Aim:
Starting with the line that contains "Check that every instance of the pea pod stem" and going on through the last of the entries below, write those lines out again, requests included, adding 38 to each x and y coordinate in the answers.

(Point-based annotation data)
»»

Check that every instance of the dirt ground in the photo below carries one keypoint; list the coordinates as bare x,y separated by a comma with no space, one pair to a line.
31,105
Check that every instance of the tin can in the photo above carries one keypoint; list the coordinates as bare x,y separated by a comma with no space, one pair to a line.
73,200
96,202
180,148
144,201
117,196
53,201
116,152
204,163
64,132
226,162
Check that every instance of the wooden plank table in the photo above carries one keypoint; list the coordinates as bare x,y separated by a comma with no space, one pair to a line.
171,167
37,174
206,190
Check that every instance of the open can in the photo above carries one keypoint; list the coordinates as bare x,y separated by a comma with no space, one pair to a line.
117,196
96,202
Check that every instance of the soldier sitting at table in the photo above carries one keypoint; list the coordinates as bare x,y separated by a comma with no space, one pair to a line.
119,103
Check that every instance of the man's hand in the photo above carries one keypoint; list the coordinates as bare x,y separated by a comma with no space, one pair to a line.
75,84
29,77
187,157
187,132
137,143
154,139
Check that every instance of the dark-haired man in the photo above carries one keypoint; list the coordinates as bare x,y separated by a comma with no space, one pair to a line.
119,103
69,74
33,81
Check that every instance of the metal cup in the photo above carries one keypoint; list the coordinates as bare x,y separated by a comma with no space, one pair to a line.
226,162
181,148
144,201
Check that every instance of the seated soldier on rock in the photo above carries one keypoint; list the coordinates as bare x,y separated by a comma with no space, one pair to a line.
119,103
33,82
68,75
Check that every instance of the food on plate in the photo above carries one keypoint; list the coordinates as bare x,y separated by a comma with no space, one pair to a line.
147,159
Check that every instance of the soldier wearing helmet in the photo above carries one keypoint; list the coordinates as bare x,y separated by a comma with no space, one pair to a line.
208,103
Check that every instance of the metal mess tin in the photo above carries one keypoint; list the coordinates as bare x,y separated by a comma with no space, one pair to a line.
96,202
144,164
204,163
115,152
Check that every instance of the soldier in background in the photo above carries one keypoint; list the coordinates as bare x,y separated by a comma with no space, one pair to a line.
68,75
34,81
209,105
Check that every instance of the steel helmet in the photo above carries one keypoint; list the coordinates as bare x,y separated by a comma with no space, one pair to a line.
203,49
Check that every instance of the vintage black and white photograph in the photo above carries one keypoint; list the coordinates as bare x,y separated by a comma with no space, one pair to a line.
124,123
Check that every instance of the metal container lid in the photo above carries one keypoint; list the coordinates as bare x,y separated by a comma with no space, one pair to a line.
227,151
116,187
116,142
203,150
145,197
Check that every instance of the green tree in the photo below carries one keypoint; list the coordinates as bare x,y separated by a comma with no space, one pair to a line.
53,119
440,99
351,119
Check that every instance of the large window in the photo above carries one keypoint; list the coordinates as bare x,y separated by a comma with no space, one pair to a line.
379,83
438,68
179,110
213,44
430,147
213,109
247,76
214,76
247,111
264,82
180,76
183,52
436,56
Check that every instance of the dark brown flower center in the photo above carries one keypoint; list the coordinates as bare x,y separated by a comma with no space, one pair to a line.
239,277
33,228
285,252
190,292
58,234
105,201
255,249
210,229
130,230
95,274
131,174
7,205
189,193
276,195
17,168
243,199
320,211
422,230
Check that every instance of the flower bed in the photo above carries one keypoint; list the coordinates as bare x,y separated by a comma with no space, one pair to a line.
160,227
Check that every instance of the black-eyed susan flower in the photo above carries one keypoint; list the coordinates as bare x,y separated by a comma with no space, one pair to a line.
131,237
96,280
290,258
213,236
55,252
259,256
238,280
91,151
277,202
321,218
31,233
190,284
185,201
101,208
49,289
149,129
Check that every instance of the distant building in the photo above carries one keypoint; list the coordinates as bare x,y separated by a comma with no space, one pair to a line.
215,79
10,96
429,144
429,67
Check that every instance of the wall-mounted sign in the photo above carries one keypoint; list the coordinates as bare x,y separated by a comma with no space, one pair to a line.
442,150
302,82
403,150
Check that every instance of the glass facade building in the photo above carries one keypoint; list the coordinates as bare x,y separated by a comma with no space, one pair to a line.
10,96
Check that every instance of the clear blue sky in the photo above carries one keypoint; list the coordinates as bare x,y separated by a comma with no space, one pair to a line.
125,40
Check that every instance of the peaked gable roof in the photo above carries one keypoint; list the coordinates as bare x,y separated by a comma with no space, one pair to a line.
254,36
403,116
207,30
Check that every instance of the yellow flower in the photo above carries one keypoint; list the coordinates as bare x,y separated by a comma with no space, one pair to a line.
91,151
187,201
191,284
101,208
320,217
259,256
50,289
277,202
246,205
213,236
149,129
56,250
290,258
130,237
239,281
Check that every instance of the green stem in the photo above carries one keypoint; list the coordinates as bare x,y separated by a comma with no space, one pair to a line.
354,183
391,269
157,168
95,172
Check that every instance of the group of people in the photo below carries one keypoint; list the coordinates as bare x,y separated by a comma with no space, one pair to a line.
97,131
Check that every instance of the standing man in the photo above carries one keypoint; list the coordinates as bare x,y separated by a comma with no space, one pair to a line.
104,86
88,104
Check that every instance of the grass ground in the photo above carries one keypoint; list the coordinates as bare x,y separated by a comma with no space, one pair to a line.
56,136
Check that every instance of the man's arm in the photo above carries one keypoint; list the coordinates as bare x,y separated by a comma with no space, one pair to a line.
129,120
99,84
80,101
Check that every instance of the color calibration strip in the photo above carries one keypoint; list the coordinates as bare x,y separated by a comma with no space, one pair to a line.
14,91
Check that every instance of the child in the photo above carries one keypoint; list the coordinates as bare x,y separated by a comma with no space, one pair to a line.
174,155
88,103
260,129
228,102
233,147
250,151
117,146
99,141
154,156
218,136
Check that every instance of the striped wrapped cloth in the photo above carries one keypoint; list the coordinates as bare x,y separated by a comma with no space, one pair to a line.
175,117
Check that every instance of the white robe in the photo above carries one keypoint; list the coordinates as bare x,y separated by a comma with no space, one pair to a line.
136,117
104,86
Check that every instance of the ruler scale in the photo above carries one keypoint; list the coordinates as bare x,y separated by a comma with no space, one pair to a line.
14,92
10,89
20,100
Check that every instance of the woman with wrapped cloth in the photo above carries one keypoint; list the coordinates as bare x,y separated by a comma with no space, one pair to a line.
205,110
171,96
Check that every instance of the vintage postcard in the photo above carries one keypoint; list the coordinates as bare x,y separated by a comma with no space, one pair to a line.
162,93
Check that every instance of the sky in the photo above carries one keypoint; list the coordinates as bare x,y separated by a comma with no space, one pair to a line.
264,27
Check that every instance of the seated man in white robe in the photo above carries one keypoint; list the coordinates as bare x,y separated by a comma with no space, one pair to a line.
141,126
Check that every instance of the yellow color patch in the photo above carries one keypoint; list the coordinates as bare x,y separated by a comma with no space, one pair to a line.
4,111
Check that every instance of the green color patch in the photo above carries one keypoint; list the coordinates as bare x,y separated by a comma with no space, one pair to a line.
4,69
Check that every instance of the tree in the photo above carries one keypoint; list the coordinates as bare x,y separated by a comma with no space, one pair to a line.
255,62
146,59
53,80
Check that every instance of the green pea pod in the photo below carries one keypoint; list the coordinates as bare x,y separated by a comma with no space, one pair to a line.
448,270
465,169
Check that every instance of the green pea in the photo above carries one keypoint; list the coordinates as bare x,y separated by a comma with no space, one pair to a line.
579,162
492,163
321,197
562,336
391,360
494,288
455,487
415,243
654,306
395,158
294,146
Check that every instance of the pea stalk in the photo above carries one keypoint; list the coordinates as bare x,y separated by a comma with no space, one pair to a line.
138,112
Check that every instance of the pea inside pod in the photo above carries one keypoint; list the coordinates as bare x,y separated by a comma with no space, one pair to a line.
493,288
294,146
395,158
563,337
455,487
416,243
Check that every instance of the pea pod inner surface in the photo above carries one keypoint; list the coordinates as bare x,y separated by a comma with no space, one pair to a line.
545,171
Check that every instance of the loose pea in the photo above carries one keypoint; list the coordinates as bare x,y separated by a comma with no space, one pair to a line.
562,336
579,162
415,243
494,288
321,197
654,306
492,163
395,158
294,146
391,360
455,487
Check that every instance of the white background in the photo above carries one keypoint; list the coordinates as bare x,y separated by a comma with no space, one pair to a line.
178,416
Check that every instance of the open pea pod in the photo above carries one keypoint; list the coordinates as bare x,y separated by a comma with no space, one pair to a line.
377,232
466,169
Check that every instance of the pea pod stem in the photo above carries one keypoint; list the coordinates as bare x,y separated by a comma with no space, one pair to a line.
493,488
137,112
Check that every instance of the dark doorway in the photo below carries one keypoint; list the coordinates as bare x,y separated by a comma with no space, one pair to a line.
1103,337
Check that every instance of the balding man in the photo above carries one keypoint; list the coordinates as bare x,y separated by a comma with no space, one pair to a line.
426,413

««

In response:
Check that every instance of the pea pod stem in the photo above carries one keypoint; list the coordinates as bare x,y separated by a comma with no space, one pair to a line.
531,526
175,150
Check that every instance of the dark doorway in the photo below carries one keypoint; list the coordinates as bare x,y separated by a comma with no space, one pair to a line.
1141,375
Check that every instance of the balding man in the photo above carries one keypoint; list the coordinates as bare x,y separated by a comma with no space, one pair to a line.
464,451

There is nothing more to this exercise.